From the first line to the last, restate the records word for word, skipping the pictures.

(Data shown):
==*==

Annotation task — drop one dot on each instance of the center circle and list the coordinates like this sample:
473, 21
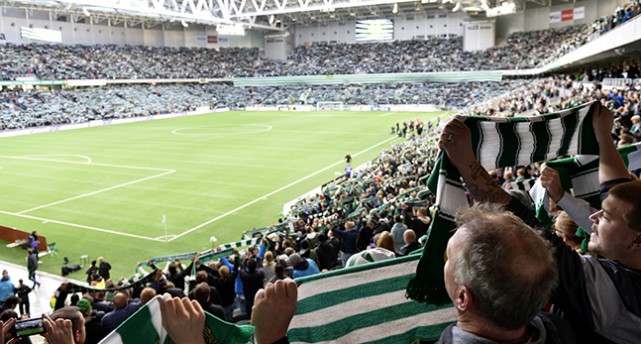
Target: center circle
222, 130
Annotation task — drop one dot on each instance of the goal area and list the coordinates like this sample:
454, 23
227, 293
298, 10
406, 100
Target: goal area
330, 106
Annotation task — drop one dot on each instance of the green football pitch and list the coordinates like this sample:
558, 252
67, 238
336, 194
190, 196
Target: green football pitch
104, 191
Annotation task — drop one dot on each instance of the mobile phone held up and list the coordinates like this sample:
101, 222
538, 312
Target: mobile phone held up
28, 327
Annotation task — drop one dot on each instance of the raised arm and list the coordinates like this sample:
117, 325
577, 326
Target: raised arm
578, 209
456, 141
611, 165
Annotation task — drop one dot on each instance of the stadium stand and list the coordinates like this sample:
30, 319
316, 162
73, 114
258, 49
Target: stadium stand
394, 185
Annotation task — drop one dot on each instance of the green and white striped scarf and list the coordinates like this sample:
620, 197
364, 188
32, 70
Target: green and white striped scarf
145, 327
579, 176
365, 304
498, 142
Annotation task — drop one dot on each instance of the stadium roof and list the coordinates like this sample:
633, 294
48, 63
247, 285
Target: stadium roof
257, 14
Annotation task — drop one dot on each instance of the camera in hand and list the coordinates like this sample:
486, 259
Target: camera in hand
28, 327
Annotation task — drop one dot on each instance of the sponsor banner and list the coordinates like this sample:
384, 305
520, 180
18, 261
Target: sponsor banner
579, 13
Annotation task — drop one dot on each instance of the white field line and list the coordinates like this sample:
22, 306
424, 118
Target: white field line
88, 161
79, 226
275, 191
325, 132
98, 191
85, 163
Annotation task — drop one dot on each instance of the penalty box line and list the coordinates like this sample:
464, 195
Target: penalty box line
164, 172
97, 229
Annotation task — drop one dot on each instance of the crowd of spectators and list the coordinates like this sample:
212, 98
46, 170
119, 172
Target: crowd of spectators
355, 219
435, 54
621, 15
35, 108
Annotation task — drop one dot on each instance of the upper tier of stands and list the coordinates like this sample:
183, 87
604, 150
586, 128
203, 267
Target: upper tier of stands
59, 62
25, 109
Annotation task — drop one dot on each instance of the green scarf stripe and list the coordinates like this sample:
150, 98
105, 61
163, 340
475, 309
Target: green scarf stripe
510, 144
541, 140
145, 331
561, 132
427, 333
428, 285
569, 124
588, 144
339, 328
627, 150
323, 300
477, 136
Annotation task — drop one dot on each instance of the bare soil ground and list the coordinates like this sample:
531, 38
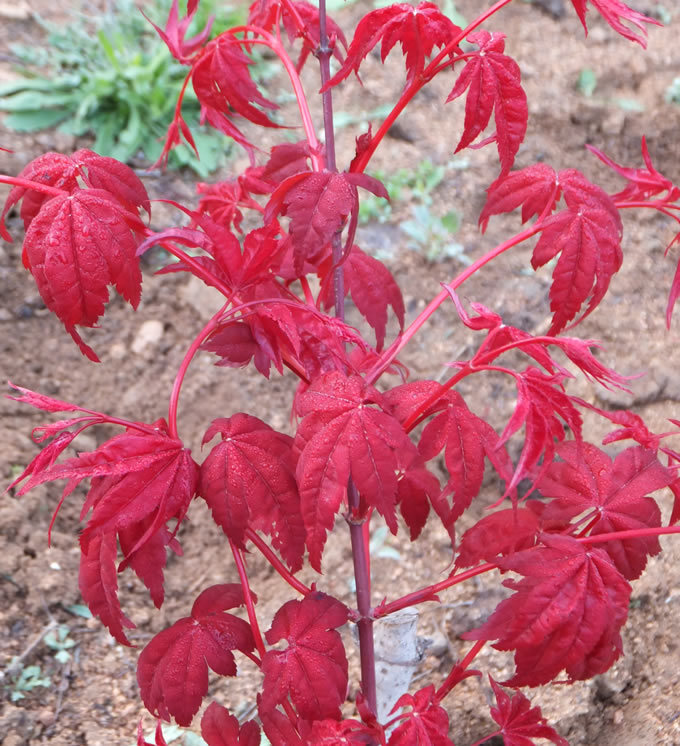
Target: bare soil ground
93, 699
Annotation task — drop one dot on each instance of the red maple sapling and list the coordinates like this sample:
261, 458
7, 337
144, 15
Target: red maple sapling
358, 449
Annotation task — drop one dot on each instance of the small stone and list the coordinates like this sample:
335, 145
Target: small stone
149, 335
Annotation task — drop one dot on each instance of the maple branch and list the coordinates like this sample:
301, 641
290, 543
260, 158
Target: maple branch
390, 354
276, 563
410, 91
429, 593
35, 185
188, 357
459, 671
305, 115
247, 598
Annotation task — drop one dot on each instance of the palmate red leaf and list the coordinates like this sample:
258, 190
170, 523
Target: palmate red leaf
467, 440
140, 481
613, 494
172, 670
98, 584
372, 287
75, 247
318, 203
586, 234
565, 613
345, 431
62, 172
427, 724
248, 481
501, 533
312, 670
493, 80
542, 406
615, 12
520, 722
219, 728
175, 30
419, 30
222, 82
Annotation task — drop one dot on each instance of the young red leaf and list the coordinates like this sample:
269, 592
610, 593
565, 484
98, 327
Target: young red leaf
535, 188
541, 404
98, 584
312, 670
248, 481
114, 177
501, 533
219, 728
277, 727
467, 440
221, 79
419, 30
587, 236
149, 560
53, 169
75, 247
565, 613
172, 671
318, 203
643, 183
613, 494
345, 431
175, 30
520, 722
427, 724
372, 288
614, 12
493, 80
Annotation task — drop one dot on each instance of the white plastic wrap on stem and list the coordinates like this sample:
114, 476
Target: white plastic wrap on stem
397, 655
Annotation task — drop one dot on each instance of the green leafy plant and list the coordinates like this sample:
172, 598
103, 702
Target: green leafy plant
431, 235
114, 78
27, 679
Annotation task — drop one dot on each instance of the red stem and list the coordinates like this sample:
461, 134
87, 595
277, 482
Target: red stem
360, 549
276, 563
248, 599
35, 185
428, 593
389, 355
458, 671
428, 73
188, 357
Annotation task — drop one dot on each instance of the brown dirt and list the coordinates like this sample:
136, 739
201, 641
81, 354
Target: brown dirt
93, 698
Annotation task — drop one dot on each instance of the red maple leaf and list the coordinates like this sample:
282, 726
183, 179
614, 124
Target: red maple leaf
613, 494
520, 722
501, 533
318, 203
493, 80
172, 671
75, 247
565, 613
614, 12
372, 287
419, 30
248, 481
427, 723
140, 481
224, 88
467, 440
312, 670
345, 431
219, 728
175, 30
586, 234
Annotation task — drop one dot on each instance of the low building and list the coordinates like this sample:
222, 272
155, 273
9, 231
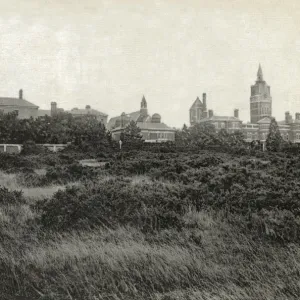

==*==

(Answer space):
Annotation task — drop one dot on each instance of the center circle and list the coordinates like this sample:
473, 21
Target: center circle
222, 130
Annotation task — drop one dot on each instance of the goal area and list the coordinates like this sample:
454, 23
227, 293
298, 10
406, 100
Target: goal area
330, 106
Annotation task — drop one dot on each instance of the green football pitch and list the coordinates like this sample:
558, 252
67, 238
336, 194
190, 196
Target: green football pitch
104, 191
Annotation task — drop one dot on each instance of the mobile phone held up and list the coordinates like this sample:
101, 222
538, 312
Target: mobile phone held up
28, 327
Annotation task — drop one dot on each instance of the raised arm and list the coordinates like this sample:
117, 325
577, 326
Target: raised arm
578, 209
456, 141
611, 165
Annotation task — drop one dot on each instance of the stadium stand and list the coordinates like this sample:
30, 319
316, 162
73, 114
258, 49
Target: stadium stand
394, 185
Annotation task — drop one dot on each instance of the green and white striped scarf and list the coordinates like this sample:
620, 197
364, 188
32, 70
Target: green and white striped scarf
145, 327
579, 176
365, 304
498, 142
Annotation task — drop one dot on each instance of the stadium roof and list the coordinates like this sample:
633, 294
48, 63
247, 285
Target: stadium roof
257, 14
Annotation task — drop one dot on each instance of the camera in hand and list the coordinates like this sample:
486, 259
Target: camera in hand
28, 327
Annotation task — drop one dot on each instance of the sponsor banner and list the coordinates like this sample:
384, 305
520, 180
18, 261
Target: sponsor banner
579, 13
Annotation task — drop one dot on each instance of the white field line and list the coordinates like this sample:
22, 306
424, 118
Target: white field line
88, 161
79, 226
275, 191
325, 132
98, 191
85, 163
Annotation task — drop one dot on each instance of the penalty box line and list the coordinates like this sample:
464, 195
Target: penalty box line
164, 172
97, 229
Annotation task — drop one dot on each instance of the crowd of spectators and list the coordinates like this sample:
212, 98
46, 170
119, 172
Target: crowd of spectators
355, 219
435, 54
621, 15
35, 108
Annotation task — drop one dot on each instance of the upper tier of stands and list the coordinates like this sample:
183, 87
604, 150
586, 128
203, 267
Target: upper tier of stands
59, 62
25, 109
Annotation task — drop one dot on each instance of the green scarf stripe and list the coordinates like this sample:
150, 98
105, 61
163, 340
475, 309
Target: green scarf stripe
510, 144
541, 140
145, 331
561, 132
427, 333
428, 285
569, 124
588, 144
339, 328
627, 150
323, 300
477, 136
Annotation task — drop one dot on each instance of the bare soil ground and list the coordinates like this sample:
531, 38
Target: bare soil ground
93, 699
Annotation task — drop one dot on each instance of the red maple sapling and list the coordinates like this sample:
261, 458
7, 337
144, 15
Target: red maple sapling
358, 449
Annotation task — drop one dot on each instance of the small stone and list the coordinates like this sample:
335, 145
Target: small stone
149, 335
Annotation task — drop one dot on each instance of the maple branch and list the coordinates like this sample:
301, 641
290, 543
260, 158
Target: maple branch
390, 354
276, 563
410, 91
429, 593
35, 185
188, 357
459, 671
305, 115
247, 598
Annotation task — drop one dot on each instance of the palmate red leaf and list the coordinates like this sample:
258, 190
170, 523
Target: palmate red leaf
467, 440
140, 481
613, 494
172, 670
98, 584
372, 287
75, 247
318, 203
586, 234
565, 613
345, 431
62, 172
427, 724
248, 481
501, 533
312, 670
493, 80
542, 406
615, 12
520, 722
219, 728
175, 30
419, 30
222, 82
Annotation task — drop one dot on each instance of the young red leaf and list the coordinates like this sample:
269, 592
610, 593
565, 484
98, 327
Target: young red leaf
535, 188
541, 404
98, 584
312, 670
248, 481
114, 177
501, 533
219, 728
277, 727
467, 440
221, 79
419, 30
587, 236
149, 560
53, 169
75, 247
565, 613
172, 671
318, 203
643, 183
613, 494
345, 431
175, 30
520, 722
427, 724
372, 288
614, 12
493, 80
Annotation task — drop one dot on each instance of the white plastic wrap on stem and list the coordinates like this sample:
114, 476
Target: white plastic wrap on stem
397, 655
Annotation task — drop one dot on each instance of the green leafy plant and list the coordinates like this sample:
172, 598
103, 702
Target: green leafy plant
431, 235
114, 78
27, 679
Annotation task — drop one dot on each instance of the red stem and list the coordinates like this sample:
461, 134
87, 595
277, 482
Target: red stem
360, 549
276, 563
248, 599
35, 185
428, 593
389, 355
458, 671
428, 73
188, 357
Annotation task — drop one dot on each instance of the brown dirt and list the coordinates like this sample:
136, 739
201, 641
81, 354
Target: brown dirt
93, 698
Annotation task — drop one dot on each instance of the red maple leaf and list the coordinates like this sample:
282, 726
183, 179
614, 124
Target: red maple leaf
613, 494
520, 722
501, 533
318, 203
493, 80
172, 671
75, 247
565, 613
614, 12
372, 287
419, 30
248, 481
427, 723
140, 481
224, 88
467, 440
312, 670
345, 431
219, 728
175, 30
586, 234
Annotation task — drop one dot on each instance of the low building and list the coordinates like this sample:
222, 272
155, 273
9, 231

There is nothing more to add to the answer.